_Records for the exercise_.
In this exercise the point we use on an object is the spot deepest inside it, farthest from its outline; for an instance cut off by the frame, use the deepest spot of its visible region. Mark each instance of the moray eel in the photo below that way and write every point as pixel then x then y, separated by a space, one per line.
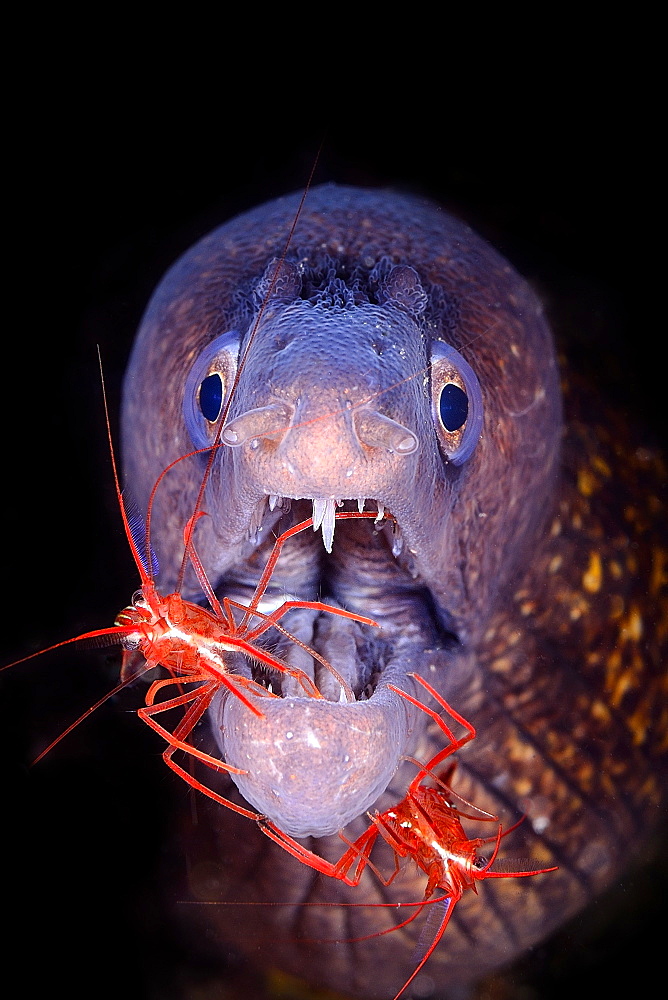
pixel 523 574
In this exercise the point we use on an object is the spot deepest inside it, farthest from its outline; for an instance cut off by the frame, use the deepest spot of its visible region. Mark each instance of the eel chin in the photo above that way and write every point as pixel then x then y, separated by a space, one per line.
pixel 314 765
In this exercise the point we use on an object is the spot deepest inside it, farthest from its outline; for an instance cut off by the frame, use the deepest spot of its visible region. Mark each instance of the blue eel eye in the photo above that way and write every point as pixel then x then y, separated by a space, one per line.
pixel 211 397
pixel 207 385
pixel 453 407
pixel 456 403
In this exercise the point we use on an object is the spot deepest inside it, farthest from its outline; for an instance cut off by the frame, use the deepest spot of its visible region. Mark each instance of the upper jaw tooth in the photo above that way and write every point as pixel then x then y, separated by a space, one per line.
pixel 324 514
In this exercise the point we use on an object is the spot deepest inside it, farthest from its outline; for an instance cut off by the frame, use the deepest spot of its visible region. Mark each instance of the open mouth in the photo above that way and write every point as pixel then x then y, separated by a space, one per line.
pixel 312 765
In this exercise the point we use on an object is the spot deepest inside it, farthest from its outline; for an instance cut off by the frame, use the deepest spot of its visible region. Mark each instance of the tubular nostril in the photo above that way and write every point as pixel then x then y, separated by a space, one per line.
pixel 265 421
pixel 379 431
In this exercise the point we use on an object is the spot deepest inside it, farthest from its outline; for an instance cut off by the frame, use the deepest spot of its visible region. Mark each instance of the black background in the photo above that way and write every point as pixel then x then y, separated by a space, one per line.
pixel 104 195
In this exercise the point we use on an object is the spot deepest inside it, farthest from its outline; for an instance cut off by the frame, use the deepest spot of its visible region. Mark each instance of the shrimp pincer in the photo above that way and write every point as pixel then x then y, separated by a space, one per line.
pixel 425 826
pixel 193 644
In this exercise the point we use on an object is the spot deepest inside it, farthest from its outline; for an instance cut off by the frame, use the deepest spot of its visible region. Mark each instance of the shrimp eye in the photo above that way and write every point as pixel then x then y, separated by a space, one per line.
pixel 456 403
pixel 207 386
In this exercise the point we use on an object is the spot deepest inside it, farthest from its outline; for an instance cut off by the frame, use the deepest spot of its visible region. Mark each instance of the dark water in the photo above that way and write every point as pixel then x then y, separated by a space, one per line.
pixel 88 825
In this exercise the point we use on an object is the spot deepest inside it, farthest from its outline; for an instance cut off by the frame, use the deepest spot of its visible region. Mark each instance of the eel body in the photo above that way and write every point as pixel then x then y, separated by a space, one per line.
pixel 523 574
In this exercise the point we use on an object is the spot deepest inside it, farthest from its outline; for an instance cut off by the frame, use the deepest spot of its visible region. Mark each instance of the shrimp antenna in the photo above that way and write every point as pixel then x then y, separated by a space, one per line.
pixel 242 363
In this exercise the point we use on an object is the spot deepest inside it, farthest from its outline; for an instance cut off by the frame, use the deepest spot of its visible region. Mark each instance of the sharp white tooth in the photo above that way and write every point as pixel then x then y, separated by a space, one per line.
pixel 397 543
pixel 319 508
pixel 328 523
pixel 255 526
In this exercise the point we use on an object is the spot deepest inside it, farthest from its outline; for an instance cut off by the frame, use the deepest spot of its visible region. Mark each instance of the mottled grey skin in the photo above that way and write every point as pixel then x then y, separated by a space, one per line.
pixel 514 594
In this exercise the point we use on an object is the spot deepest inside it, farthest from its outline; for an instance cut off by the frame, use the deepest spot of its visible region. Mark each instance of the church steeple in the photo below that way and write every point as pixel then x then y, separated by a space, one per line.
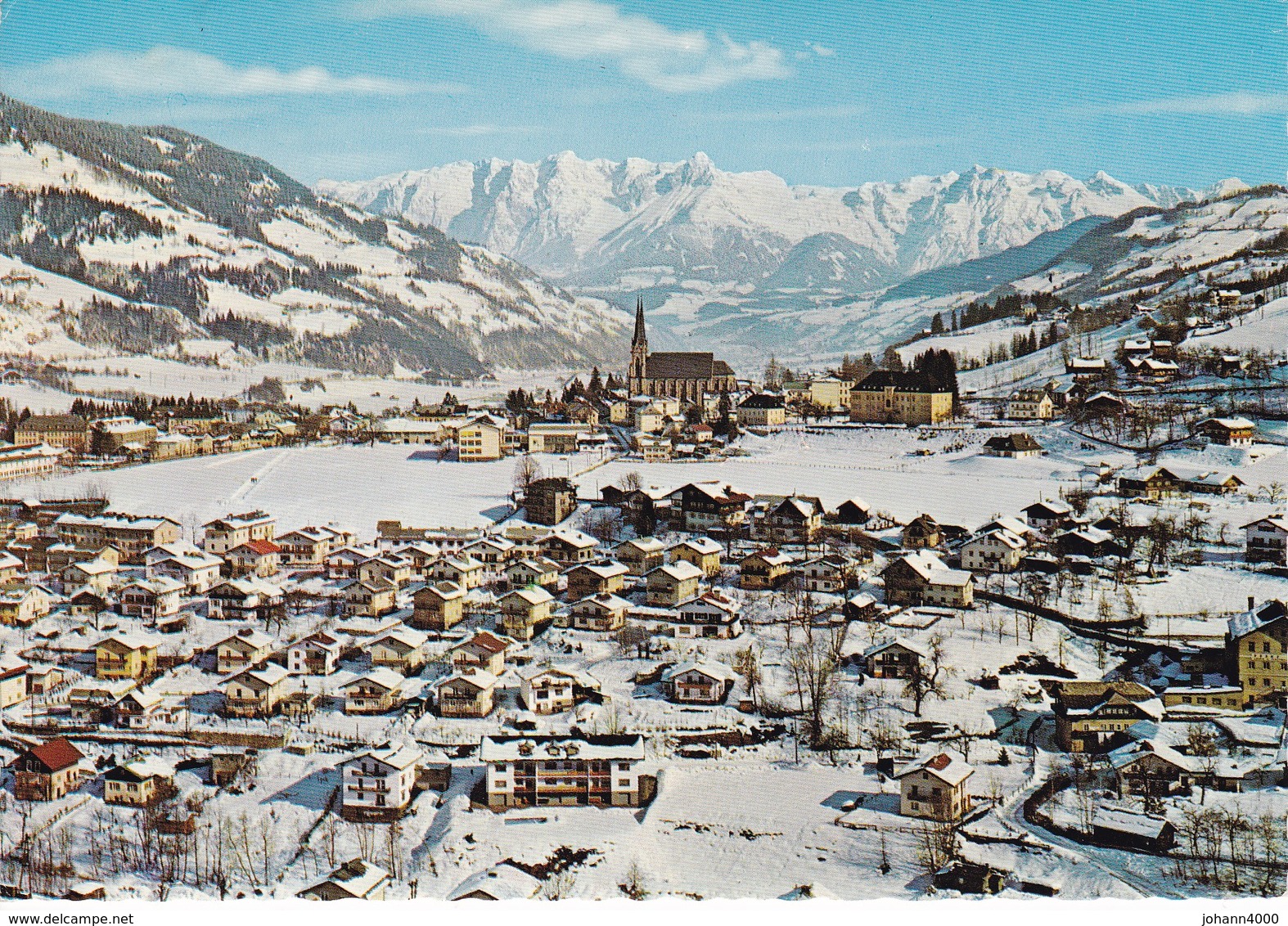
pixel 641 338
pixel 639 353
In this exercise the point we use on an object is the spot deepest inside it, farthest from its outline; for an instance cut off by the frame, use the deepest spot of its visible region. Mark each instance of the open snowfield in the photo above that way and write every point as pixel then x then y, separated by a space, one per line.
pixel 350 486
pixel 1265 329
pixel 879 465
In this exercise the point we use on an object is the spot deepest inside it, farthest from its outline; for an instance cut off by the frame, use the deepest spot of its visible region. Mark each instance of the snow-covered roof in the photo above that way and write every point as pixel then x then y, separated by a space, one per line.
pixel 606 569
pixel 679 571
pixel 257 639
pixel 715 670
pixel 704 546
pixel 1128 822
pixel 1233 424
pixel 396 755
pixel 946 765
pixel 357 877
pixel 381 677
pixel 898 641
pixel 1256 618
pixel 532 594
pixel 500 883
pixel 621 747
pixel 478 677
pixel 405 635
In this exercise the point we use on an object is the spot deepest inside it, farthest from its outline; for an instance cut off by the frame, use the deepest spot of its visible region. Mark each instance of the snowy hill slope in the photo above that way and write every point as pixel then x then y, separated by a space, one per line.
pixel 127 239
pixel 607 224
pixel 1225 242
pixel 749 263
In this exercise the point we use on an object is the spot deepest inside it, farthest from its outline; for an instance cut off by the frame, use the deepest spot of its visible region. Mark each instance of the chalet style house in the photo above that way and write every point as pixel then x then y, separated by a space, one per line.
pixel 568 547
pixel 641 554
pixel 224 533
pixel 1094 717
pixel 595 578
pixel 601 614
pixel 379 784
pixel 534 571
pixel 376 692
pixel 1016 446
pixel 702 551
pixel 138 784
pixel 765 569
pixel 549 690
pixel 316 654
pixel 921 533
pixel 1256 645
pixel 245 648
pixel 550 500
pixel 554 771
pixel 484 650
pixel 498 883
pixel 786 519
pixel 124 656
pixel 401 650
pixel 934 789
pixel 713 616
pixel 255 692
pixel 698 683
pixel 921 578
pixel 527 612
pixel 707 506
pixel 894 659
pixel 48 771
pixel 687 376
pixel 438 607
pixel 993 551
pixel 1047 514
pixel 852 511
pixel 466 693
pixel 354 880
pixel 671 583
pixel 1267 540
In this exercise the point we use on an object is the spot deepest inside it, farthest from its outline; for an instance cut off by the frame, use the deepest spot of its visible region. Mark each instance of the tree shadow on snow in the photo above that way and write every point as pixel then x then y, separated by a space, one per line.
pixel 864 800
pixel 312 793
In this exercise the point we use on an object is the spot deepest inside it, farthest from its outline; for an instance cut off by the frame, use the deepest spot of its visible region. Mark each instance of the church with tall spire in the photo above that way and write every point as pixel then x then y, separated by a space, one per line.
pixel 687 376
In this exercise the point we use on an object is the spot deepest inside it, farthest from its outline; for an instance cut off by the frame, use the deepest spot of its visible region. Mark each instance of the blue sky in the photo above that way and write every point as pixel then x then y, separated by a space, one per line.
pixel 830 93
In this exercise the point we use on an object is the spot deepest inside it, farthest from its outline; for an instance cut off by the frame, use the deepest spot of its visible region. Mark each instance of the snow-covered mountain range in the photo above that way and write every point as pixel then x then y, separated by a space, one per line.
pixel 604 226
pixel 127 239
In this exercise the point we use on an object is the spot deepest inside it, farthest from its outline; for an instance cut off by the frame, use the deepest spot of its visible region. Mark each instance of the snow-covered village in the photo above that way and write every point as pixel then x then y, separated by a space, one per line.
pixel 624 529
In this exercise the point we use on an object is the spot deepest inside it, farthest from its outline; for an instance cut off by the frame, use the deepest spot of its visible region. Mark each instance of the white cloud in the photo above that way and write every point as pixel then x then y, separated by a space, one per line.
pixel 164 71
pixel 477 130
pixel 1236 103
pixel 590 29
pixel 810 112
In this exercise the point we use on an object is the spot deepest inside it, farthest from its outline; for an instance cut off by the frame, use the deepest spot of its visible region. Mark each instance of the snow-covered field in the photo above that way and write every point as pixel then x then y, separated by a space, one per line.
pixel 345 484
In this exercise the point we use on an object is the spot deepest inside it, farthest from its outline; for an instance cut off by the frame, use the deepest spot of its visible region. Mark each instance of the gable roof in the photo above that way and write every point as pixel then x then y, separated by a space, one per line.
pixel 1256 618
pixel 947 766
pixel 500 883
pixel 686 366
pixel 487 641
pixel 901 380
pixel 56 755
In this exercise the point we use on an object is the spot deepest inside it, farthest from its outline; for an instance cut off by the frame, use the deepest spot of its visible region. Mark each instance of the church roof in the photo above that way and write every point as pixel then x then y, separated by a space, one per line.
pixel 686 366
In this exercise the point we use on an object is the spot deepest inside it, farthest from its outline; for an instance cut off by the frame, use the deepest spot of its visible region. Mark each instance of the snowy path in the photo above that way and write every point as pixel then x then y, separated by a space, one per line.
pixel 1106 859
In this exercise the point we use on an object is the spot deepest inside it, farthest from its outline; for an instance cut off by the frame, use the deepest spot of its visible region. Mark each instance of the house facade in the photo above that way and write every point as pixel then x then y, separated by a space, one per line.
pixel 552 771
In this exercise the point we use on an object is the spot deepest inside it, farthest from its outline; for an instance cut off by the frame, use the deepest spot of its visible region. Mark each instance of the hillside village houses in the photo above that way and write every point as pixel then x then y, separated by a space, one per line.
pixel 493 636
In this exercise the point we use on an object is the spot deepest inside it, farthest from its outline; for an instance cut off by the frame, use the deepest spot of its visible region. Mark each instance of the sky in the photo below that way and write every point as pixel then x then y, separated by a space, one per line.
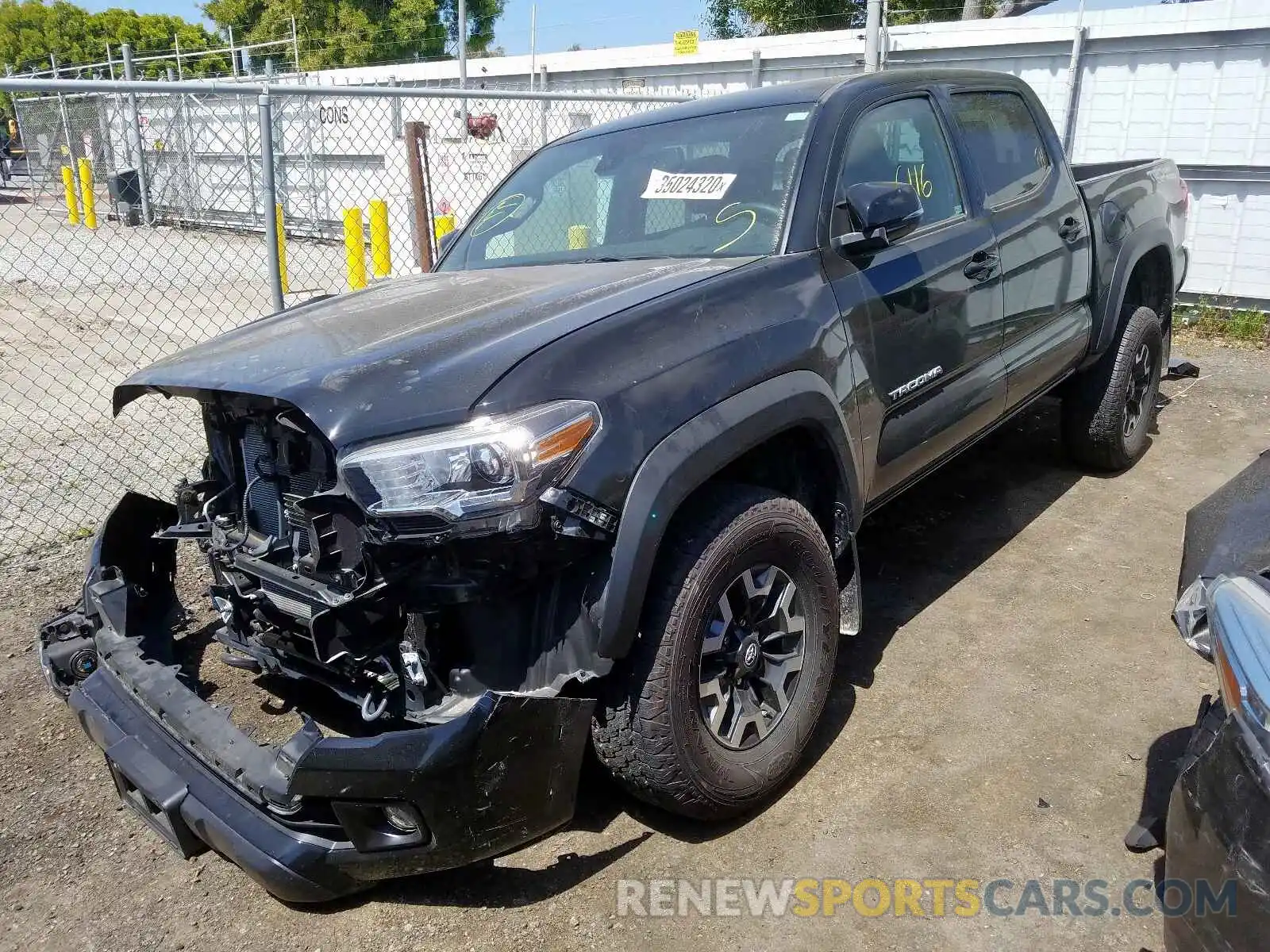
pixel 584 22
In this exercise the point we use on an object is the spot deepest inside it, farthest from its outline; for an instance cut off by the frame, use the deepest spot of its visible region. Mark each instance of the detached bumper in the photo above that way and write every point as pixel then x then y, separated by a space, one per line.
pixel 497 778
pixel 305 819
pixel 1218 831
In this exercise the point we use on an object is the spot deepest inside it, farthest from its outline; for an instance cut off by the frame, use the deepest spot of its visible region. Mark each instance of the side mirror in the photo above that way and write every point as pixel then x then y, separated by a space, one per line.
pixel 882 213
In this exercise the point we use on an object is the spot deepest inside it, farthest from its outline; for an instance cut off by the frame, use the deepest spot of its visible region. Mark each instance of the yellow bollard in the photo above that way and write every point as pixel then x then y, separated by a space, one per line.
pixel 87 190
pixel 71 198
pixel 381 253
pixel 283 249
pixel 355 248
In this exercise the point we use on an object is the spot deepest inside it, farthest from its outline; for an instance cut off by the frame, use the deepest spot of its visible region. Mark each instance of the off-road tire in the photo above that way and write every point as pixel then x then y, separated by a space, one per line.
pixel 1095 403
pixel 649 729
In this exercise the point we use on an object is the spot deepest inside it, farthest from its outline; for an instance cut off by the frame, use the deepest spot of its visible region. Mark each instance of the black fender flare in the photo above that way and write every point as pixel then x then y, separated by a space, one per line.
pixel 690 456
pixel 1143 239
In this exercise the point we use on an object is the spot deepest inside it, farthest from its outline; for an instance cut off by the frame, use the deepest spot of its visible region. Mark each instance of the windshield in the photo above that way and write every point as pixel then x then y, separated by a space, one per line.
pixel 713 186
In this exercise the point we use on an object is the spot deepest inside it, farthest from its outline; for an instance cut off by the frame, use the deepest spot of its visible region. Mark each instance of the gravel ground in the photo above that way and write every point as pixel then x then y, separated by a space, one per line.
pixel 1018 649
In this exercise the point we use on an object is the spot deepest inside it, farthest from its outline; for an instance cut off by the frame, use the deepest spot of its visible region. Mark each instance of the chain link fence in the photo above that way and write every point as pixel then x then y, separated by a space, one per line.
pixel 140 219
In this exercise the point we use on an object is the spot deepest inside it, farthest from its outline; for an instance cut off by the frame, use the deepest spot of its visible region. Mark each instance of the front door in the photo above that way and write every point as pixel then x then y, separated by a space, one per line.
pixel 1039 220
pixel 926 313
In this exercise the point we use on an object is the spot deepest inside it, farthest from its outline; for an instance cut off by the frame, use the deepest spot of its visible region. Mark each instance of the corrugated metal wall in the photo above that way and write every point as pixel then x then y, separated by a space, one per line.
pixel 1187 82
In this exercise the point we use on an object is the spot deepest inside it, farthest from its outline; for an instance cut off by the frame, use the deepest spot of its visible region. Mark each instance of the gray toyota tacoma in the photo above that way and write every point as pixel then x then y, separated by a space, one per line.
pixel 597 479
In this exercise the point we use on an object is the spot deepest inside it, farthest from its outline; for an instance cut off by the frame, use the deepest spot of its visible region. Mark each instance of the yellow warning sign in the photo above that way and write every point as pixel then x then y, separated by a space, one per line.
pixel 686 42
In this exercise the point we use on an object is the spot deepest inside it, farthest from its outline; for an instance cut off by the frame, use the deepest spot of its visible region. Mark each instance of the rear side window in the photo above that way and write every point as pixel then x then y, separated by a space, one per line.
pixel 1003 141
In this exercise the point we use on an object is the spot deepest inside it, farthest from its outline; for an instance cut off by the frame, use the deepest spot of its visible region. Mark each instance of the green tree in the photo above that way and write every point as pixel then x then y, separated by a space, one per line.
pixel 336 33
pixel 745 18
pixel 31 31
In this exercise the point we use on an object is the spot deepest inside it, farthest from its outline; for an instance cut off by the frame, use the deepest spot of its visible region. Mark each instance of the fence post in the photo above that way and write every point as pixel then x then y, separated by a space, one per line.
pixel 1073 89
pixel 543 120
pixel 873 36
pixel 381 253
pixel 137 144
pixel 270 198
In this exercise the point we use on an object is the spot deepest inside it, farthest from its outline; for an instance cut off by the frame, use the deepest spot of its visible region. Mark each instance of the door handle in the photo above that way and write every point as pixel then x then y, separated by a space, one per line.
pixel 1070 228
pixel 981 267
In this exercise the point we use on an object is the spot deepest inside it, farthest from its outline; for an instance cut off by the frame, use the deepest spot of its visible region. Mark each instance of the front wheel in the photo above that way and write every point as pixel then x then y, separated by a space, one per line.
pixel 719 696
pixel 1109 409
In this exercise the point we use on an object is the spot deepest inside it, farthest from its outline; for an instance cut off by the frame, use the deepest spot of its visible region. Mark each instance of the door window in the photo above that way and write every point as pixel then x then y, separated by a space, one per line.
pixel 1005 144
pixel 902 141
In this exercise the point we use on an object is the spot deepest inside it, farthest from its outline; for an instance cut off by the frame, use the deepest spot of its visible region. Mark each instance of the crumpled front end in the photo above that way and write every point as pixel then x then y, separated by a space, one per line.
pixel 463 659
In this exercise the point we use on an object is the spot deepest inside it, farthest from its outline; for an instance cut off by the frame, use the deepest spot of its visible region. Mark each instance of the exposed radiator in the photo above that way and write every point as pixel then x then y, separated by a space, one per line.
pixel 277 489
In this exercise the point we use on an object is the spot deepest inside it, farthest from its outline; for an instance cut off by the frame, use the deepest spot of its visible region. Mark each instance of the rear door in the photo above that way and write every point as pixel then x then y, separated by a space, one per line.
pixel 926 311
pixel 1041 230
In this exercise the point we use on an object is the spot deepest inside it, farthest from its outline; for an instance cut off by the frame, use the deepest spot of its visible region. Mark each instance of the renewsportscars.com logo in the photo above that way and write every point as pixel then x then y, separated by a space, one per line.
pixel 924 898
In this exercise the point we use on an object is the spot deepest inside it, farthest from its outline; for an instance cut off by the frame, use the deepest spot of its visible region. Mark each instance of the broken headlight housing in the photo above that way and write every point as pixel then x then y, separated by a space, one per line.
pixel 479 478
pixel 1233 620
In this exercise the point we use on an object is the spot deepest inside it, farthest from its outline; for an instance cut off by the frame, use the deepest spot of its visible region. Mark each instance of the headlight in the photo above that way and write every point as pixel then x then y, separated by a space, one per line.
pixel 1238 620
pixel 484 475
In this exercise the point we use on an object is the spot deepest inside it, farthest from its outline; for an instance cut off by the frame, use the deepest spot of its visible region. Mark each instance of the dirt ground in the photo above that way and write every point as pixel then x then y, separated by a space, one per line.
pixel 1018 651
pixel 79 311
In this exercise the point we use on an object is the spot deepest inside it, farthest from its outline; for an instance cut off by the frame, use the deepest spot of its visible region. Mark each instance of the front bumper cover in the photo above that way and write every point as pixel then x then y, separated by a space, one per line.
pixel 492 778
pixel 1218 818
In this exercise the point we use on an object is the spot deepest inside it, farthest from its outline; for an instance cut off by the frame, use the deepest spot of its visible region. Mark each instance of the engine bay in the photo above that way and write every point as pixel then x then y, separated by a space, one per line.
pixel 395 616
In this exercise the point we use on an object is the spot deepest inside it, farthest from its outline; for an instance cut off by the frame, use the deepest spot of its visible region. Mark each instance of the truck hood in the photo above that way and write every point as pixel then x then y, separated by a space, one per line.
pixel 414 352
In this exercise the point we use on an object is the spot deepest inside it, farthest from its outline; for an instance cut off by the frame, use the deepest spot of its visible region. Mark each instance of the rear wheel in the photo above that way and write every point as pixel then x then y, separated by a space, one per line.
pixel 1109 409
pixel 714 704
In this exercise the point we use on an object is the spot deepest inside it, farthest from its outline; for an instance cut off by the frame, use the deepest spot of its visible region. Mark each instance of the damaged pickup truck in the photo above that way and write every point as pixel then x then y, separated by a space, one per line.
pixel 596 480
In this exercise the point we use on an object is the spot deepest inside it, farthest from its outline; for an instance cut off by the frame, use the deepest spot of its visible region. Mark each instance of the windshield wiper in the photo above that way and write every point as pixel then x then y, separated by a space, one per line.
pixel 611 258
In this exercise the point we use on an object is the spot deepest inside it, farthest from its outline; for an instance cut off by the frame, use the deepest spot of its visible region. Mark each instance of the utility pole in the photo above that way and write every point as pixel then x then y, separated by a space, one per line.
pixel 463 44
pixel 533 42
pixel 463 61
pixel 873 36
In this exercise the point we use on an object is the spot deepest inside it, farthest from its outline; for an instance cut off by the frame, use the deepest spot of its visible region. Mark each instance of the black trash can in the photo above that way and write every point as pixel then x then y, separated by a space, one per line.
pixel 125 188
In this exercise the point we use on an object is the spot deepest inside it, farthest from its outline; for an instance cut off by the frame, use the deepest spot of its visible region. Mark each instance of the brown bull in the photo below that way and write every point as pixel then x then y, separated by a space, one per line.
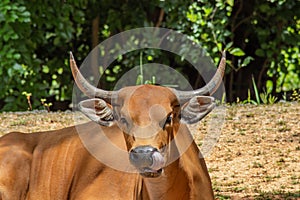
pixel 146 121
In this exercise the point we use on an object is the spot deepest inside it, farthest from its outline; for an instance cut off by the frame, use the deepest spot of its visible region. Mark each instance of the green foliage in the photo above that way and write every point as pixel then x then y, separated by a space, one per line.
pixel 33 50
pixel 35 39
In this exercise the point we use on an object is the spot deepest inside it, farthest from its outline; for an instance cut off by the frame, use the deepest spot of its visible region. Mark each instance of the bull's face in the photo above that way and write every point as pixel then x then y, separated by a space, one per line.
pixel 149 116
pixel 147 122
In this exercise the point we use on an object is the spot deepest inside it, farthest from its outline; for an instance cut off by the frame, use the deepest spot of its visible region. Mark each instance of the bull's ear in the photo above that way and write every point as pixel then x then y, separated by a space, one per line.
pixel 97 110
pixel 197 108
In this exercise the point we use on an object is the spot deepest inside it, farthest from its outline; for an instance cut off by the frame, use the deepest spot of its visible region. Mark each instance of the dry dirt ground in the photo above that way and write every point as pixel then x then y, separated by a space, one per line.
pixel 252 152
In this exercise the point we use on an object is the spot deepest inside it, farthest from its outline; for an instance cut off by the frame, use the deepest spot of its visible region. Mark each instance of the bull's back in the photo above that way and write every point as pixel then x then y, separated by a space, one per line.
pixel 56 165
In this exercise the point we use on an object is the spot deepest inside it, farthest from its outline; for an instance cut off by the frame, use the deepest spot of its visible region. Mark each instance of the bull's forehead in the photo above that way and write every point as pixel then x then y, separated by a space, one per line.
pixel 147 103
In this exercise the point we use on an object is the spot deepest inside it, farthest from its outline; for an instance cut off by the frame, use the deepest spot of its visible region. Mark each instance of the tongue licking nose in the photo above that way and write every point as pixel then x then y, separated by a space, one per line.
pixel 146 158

_Directions_. Everything from the line with "the bull's forehead" through the last line of the material above should be echoed exactly, and nothing else.

_Result of this exercise_.
In this exercise the point we use on an object is the spot deepest inside it, farthest from its outline; for an instance cut off by the frame, use the deepest spot of its visible region. Mark each instance of the bull's forehead in the photo above that way and write every point as pixel then x then y, separated by a space, one per line.
pixel 147 103
In this exercise the point we use on an object is the spot deepest inside it, farthest from its outline; for an instance cut off by the frame, use the deepest spot of its visible region. Mark each instance of the tongue licking nose in the photo above that way and write every point as pixel then x then y, separated by a space, one per line.
pixel 146 158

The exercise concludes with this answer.